- [Task instructions]: Report how many lines below contain the word "tile". Give only the number.

##############################

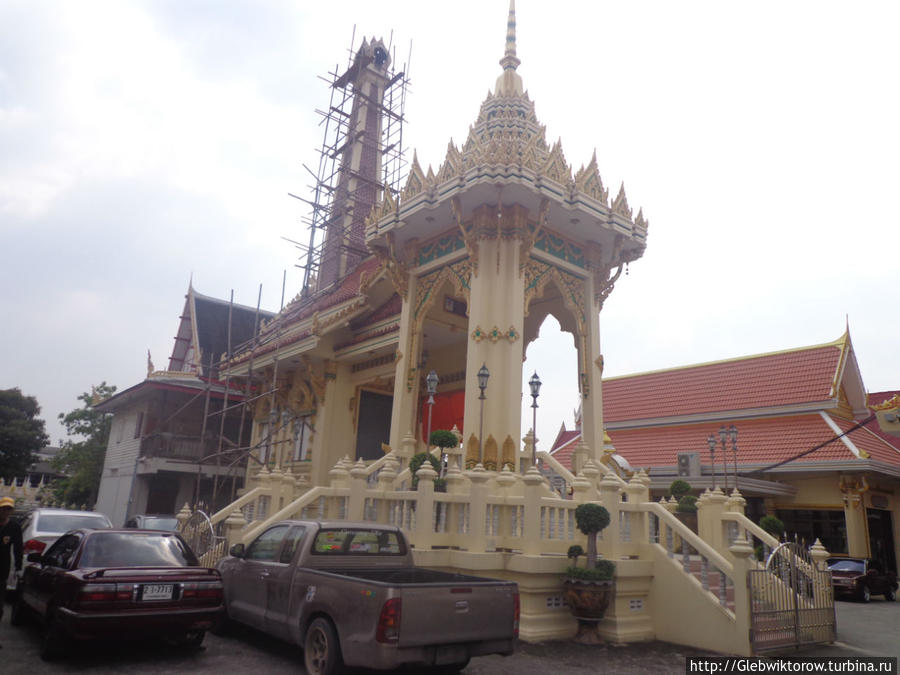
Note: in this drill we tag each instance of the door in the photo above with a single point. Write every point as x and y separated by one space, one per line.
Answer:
278 585
247 587
881 539
373 424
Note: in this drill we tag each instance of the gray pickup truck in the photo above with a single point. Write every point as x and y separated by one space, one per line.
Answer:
349 594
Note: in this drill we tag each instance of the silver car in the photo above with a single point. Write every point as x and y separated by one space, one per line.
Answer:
42 527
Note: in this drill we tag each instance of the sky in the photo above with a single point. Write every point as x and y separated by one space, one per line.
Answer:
146 145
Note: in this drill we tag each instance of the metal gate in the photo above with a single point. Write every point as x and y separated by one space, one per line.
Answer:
791 601
200 535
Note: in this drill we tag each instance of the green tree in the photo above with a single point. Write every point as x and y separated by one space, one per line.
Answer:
81 457
21 432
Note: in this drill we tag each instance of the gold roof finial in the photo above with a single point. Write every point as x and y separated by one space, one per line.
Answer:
510 82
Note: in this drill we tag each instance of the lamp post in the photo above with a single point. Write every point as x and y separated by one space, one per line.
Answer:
535 384
723 433
732 432
711 442
483 375
431 386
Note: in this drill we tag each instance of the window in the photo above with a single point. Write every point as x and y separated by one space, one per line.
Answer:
264 442
302 432
136 549
60 554
265 546
291 543
357 542
826 525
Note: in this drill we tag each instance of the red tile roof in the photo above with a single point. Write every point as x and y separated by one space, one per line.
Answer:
761 441
769 380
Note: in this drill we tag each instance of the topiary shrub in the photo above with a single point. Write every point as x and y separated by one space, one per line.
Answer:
687 504
417 461
443 439
591 519
574 553
679 488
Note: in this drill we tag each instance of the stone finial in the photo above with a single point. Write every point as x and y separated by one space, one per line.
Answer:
235 520
741 548
510 82
359 470
478 475
506 479
533 476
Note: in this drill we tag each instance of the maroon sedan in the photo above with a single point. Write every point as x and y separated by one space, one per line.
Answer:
113 584
861 578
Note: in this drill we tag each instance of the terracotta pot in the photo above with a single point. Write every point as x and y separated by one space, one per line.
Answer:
588 600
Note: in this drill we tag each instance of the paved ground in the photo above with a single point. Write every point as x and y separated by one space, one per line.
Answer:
863 630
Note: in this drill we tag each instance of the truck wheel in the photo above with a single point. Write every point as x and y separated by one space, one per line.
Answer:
53 642
450 669
321 651
19 612
191 639
864 593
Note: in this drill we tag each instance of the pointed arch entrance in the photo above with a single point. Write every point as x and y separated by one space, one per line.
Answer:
553 338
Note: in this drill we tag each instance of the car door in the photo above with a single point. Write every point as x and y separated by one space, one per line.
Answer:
246 589
46 581
278 590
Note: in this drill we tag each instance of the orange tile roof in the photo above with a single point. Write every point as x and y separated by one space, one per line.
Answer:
768 380
761 441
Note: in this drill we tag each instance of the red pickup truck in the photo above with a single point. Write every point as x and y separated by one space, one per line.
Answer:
349 594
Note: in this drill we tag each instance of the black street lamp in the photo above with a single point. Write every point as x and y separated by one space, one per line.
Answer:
732 432
535 384
711 442
723 435
483 375
431 387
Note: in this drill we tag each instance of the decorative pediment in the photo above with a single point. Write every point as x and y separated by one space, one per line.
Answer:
620 205
588 181
556 168
640 221
452 166
415 182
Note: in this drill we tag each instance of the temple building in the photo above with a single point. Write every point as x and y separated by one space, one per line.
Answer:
806 447
454 274
180 435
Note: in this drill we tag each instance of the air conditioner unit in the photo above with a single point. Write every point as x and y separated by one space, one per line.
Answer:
688 463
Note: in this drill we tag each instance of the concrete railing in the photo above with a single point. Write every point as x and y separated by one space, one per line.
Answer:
515 526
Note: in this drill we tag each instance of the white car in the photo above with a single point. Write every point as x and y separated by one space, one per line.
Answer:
42 527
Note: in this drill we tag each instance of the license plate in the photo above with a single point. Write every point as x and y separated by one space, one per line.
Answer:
450 654
157 592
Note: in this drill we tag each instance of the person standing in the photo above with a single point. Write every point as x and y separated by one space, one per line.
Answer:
10 544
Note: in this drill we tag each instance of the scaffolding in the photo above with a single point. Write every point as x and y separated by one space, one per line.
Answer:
330 203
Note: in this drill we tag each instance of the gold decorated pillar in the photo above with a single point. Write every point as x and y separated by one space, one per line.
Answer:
406 380
496 317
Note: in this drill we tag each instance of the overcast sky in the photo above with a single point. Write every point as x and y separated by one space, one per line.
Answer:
145 143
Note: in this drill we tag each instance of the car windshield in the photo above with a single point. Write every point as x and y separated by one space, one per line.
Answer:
159 523
136 549
847 566
63 522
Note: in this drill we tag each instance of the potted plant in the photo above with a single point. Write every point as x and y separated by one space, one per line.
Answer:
417 460
443 439
589 590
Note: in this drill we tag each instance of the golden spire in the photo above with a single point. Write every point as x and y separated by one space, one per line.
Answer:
510 82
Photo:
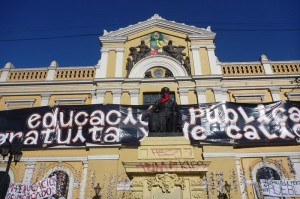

##############################

- [Your response]: 2